- Brief -
Output every entry exactly as given.

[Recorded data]
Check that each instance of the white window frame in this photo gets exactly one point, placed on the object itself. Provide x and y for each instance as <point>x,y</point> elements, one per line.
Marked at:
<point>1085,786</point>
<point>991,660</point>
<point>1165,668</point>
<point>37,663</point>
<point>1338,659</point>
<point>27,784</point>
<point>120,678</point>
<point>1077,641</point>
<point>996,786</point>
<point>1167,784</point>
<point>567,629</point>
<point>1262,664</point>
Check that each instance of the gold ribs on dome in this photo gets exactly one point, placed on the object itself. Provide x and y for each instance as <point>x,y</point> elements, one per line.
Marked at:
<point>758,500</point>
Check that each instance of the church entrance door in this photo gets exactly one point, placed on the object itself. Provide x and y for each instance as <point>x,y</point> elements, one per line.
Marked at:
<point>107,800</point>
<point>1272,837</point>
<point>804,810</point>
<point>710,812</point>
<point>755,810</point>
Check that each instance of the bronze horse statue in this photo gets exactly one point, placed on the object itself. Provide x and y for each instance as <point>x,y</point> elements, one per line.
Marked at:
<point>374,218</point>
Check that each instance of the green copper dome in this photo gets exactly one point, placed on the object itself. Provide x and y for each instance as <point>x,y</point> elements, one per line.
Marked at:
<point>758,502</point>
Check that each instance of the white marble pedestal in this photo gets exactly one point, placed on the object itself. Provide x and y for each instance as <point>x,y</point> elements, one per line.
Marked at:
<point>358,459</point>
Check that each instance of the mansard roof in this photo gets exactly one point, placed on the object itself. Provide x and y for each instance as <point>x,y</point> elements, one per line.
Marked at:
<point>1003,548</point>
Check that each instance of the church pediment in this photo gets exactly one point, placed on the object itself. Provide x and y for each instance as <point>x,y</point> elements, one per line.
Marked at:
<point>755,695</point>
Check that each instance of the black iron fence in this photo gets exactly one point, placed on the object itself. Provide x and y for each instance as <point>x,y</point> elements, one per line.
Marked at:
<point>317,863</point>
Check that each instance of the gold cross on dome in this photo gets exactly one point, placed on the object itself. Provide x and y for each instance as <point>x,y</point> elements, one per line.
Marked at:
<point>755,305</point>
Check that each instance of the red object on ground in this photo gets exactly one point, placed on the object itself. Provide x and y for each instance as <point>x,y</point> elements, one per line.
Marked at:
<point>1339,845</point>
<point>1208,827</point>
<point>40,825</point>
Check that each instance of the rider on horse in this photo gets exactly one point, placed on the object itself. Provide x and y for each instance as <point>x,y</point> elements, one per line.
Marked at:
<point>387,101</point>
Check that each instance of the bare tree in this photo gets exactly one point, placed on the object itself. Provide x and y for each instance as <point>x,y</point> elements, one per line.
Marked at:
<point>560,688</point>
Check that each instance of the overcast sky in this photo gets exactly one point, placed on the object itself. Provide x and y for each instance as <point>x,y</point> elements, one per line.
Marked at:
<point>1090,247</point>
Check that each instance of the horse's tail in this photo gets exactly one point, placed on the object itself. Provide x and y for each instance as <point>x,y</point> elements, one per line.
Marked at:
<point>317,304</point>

- Solution below -
Check that each instance of the white window frame in this photo gets exactly one point, placed on the object itself. Provide x and y for each instance as <point>x,y</point> elements, one per line.
Marked at:
<point>1085,786</point>
<point>991,660</point>
<point>1165,668</point>
<point>37,663</point>
<point>1338,659</point>
<point>27,784</point>
<point>120,678</point>
<point>1077,641</point>
<point>996,786</point>
<point>1167,784</point>
<point>567,629</point>
<point>1262,664</point>
Check that each instance of the gold ribs on dome in this photo gets exactly one point, placed on the object itself. Provide x and y for each instance as <point>x,y</point> elements, one per line.
Marked at:
<point>758,500</point>
Check that each instance of the church entrance door in this photo gets exactly one point, placed on the object itself. Provide x and y for each instance as <point>x,y</point> elements, one per line.
Marked at:
<point>107,800</point>
<point>1272,837</point>
<point>804,810</point>
<point>710,812</point>
<point>755,810</point>
Check that each instance of the bronze horse statue in this photo gets exactly one point, placed on the object itself. Provide x and y for each instance as <point>x,y</point> elements, one per line.
Marked at:
<point>374,218</point>
Check that each instance of the green copper dome in this photo gets exactly one point, placed on the object itself. Provide x and y for each instance as <point>x,y</point> elements, one per line.
Marked at:
<point>758,502</point>
Check that each instance of the white marble pedestal in this photo gets exactly one point, placed on the object itself. Provide x and y for each instance as <point>x,y</point> elements, one per line.
Marked at:
<point>358,459</point>
Check that each instance of the mansard roof in this photo gets exactly one point, placed on the object itself. Provide x and y for each instance as <point>x,y</point> elements, one per line.
Marked at:
<point>1003,548</point>
Check that each instance of the church pediment in this photo gets exactly one point, placed on the object itself. Provide x and y for each instance as <point>x,y</point> elements, one per line.
Marked at:
<point>755,695</point>
Check that each instance of the black iron fence in this photo gets exactly one point, placed on the object itself. Provide x and y for each instance as <point>x,y</point> elements, one per line.
Marked at:
<point>317,863</point>
Check that each instance of the gold cross on dome in this photo gets exactly one point, placed on the object itself. Provide x and y for each instance as <point>x,y</point> elements, one per line.
Marked at:
<point>755,305</point>
Check that each instance of the red object on ground in this photo gets exactly one point, placed on the object itself. Provide x and y for each instance as <point>x,y</point> elements, one per line.
Marked at:
<point>1339,845</point>
<point>1208,827</point>
<point>40,825</point>
Check that each instance of the rider on horse in this photo gets exactly one point, placed on the object itself. Provide x and y for each instance as <point>x,y</point> elements, one per line.
Marked at:
<point>387,101</point>
Check that each instance of the bare tree in this photo gets exactly one point, placed on the object itself. Provide x and y for each instance as <point>x,y</point> elements, one per line.
Marked at:
<point>560,688</point>
Check that each instance of the overcast sky in this photo gets exactly one point, placed on the object itself. Provide x and y for each instance as <point>x,y</point> elements, one per line.
Marked at:
<point>1090,247</point>
Check that each instance of the horse's tail in this photo gets exactly one point, placed on the object itself. Provide x and y for each instance as <point>x,y</point> elements, one per line.
Marked at:
<point>317,304</point>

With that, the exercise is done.